Try it: Please copy the passage on growth in the L1 cell layer word for word, beginning at the words "Genetic Manipulation of" and stopping after "affects organ development.".
Quoted passage Start Marker
Genetic Manipulation of the Growth Properties of the L1 Cell Layer

The identification of L1-expressed genes, and the subsequent characterisation of their promoters, coupled to the identification of key growth regulators in plants, has recently smoothed the way for a new generation of experiments aimed at understanding the contribution of the L1 to plant growth. Two independent studies have used expression of cognate growth regulators under the ATML1 promoter to analyse how manipulating growth specifically in the L1 of the SAM and young leaf primordia affects organ development.

In the first study two cyclin-dependent kinase inhibitors, KRP1/ICK1 and KRP4, were expressed in the L1, leading to a decrease in L1 proliferation. The resulting epidermal cells demonstrated a compensatory increase in size, but overall plant and organ size were none-the-less decreased. Surprisingly however, cell numbers in the underlying mesophyll did not differ significantly from those in wild-type leaves leading the authors to conclude that the control of proliferation in mesophyll and epidermal cell layers are regulated by autonomous programmes during development (Bemis and Torii 2007). This conclusion is in agreement with those reached during the study of the reticulata mutant (Sect. 3.6) (Gonzalez-Bayon et al. 2006). However, during wild-type development, cessation of cell division in the epidermis occurs later than that in underlying tissues (Sect. 3.3). Moreover, no effect on the SAM was observed in this study, suggesting that the transgenic KRP activity may be context dependent. It is thus possible that the KRP-induced block in cell division in this study could function predominantly at stages in primordium development when mesophyll proliferation is more advanced than that of the epidermis, leading, in part, to the observed imbalance in cell-numbers in the mature leaves.
Quoted passage End Marker
Stored data Start Marker
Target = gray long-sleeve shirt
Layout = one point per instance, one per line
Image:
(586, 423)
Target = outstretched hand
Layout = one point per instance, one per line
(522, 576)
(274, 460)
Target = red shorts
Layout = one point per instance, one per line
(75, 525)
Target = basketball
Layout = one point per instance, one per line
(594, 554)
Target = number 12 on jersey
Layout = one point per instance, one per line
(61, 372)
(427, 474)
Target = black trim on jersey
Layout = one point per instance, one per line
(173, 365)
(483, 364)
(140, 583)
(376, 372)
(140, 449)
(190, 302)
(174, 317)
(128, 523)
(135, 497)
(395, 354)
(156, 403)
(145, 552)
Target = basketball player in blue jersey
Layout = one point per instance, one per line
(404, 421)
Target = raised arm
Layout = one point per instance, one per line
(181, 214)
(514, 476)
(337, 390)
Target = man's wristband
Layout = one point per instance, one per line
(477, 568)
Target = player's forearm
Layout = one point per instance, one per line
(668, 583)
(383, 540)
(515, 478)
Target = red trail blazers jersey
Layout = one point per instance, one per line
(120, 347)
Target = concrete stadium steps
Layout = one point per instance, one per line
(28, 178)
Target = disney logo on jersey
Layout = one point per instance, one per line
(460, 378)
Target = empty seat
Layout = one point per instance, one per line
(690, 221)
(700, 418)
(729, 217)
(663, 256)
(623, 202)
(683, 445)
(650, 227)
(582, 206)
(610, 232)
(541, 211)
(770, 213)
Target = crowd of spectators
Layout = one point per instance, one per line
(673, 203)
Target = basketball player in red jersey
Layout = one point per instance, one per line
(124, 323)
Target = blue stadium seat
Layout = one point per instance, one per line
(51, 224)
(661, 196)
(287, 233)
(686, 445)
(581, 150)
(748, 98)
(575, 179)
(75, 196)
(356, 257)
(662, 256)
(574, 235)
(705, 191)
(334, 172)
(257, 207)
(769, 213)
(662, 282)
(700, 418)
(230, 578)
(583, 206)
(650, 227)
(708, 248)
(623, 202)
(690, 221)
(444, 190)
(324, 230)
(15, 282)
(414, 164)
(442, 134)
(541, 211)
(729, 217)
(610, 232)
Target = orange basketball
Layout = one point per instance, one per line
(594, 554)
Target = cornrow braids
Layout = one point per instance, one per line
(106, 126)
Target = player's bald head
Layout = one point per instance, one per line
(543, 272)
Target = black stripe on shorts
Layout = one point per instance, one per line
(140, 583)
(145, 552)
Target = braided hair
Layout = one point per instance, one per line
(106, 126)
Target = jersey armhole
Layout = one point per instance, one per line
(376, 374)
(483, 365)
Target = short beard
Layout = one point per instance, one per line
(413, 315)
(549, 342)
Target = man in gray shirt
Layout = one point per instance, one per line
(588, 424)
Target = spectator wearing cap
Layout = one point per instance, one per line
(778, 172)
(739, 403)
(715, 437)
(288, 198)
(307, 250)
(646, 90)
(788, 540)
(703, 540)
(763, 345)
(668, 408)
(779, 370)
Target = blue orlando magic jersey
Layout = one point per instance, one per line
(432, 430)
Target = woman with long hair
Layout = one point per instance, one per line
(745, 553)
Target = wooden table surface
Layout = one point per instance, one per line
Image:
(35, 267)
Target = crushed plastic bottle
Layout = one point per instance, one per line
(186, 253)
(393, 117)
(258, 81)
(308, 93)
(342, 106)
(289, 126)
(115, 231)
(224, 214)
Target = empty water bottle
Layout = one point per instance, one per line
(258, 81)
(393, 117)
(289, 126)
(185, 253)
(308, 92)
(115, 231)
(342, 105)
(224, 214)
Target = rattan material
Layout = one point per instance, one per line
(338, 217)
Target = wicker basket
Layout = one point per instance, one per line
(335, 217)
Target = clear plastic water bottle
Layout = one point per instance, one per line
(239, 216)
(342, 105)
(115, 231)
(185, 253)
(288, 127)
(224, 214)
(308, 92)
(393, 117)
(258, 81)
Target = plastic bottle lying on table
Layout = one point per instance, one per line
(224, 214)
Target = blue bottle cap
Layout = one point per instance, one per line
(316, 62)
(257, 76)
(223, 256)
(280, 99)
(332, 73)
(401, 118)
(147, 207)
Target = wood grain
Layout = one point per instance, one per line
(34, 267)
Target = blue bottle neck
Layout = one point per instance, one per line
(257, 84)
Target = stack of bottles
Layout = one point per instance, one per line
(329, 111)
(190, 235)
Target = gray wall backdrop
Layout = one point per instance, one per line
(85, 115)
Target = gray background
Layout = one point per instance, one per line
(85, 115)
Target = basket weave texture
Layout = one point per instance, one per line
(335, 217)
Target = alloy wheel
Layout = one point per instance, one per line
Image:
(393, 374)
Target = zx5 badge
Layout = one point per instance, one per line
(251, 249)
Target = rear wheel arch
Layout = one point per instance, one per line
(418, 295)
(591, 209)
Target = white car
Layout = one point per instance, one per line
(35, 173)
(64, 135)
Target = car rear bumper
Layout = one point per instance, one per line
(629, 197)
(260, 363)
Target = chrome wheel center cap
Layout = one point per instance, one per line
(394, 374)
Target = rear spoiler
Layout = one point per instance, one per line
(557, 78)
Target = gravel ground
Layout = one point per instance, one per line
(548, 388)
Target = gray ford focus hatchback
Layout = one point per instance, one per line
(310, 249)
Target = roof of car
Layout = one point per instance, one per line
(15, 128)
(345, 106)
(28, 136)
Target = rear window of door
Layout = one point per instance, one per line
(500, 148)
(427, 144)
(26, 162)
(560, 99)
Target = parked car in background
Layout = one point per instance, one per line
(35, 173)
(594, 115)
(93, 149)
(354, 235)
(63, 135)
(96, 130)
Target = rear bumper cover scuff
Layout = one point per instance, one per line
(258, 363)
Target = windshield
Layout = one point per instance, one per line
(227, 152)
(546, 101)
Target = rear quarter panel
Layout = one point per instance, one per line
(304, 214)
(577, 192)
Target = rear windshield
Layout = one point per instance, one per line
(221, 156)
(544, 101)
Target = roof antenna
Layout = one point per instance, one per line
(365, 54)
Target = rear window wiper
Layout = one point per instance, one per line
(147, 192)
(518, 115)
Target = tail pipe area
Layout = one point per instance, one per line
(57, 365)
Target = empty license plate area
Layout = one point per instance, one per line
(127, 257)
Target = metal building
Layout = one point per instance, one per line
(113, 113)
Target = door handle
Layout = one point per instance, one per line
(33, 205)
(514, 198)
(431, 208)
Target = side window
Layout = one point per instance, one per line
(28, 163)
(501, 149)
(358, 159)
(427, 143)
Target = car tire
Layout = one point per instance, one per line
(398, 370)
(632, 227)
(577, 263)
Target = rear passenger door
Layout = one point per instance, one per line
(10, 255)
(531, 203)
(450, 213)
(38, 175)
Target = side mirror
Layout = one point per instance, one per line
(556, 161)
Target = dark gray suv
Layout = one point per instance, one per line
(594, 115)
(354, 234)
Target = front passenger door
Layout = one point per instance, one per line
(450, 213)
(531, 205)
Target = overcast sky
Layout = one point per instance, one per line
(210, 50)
Stored data End Marker
Result for this task:
Genetic Manipulation of the Growth Properties of the L1 Cell Layer

The identification of L1-expressed genes, and the subsequent characterisation of their promoters, coupled to the identification of key growth regulators in plants, has recently smoothed the way for a new generation of experiments aimed at understanding the contribution of the L1 to plant growth. Two independent studies have used expression of cognate growth regulators under the ATML1 promoter to analyse how manipulating growth specifically in the L1 of the SAM and young leaf primordia affects organ development.